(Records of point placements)
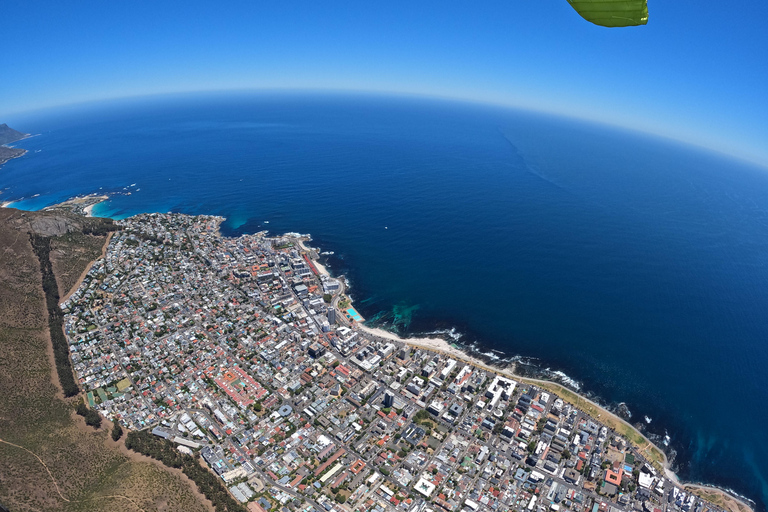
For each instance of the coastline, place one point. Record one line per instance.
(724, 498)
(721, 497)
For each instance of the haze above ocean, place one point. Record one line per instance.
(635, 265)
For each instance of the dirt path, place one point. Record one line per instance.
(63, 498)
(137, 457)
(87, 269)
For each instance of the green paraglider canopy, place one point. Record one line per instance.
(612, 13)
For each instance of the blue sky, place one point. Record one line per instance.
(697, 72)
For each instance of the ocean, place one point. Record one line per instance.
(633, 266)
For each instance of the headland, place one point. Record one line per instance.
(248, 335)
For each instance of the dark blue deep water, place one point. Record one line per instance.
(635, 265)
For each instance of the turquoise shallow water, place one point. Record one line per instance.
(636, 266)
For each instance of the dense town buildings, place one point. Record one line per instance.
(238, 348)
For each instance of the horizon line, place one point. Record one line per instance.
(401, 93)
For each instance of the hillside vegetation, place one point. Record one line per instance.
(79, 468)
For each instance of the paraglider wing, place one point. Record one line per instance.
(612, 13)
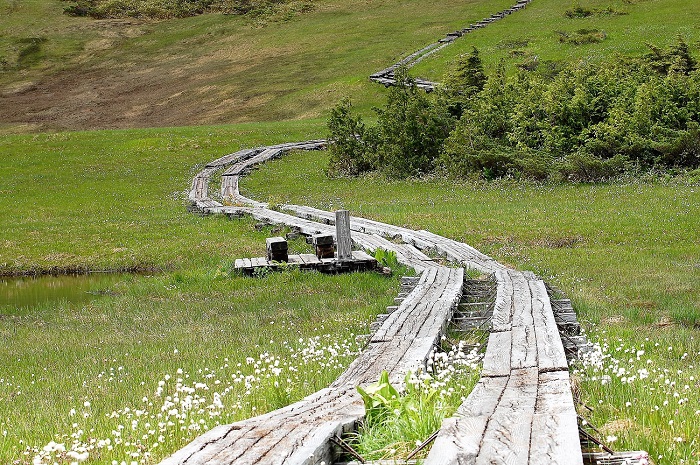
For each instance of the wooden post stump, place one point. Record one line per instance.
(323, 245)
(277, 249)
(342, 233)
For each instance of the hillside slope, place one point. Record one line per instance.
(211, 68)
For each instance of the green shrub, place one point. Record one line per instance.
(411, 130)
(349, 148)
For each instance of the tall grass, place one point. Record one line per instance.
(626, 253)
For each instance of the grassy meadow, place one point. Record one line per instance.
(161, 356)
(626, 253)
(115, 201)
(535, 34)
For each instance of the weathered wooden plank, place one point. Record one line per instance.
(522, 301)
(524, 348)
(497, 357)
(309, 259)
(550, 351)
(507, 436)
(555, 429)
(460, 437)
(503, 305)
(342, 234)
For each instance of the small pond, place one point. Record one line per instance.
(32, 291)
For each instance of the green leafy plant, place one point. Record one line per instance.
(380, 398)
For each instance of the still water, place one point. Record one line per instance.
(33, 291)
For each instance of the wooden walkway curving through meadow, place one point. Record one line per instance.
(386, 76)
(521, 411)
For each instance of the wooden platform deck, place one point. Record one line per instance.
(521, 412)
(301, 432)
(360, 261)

==

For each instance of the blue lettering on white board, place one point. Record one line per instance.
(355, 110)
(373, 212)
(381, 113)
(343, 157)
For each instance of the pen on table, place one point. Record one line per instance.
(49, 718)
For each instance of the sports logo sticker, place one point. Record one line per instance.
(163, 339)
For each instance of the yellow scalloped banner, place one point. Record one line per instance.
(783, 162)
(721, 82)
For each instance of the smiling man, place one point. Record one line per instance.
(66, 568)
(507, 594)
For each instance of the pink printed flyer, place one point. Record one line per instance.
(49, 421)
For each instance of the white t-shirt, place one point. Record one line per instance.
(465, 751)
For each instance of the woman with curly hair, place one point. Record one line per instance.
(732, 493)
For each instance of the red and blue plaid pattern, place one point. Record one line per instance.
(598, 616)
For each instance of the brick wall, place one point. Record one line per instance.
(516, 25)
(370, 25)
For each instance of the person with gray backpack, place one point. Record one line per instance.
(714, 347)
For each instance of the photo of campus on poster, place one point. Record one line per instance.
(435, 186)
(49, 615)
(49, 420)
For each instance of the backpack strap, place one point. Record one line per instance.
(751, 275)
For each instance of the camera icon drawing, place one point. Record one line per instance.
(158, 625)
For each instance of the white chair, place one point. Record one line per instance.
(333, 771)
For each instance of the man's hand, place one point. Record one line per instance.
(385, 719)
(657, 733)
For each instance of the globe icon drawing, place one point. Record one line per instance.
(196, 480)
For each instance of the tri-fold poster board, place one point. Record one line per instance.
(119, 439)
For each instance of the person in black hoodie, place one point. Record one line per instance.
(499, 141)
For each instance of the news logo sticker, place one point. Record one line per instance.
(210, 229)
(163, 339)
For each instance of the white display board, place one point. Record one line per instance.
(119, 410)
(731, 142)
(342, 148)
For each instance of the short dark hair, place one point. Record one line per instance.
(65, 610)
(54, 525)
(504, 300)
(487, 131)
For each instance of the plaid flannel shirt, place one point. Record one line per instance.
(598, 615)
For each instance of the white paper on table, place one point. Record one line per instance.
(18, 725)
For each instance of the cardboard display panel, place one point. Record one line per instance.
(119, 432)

→ **Problem statement**
How many of the lines above contain the word "water"? Reply with the number alone.

→ **Output of the exercise**
3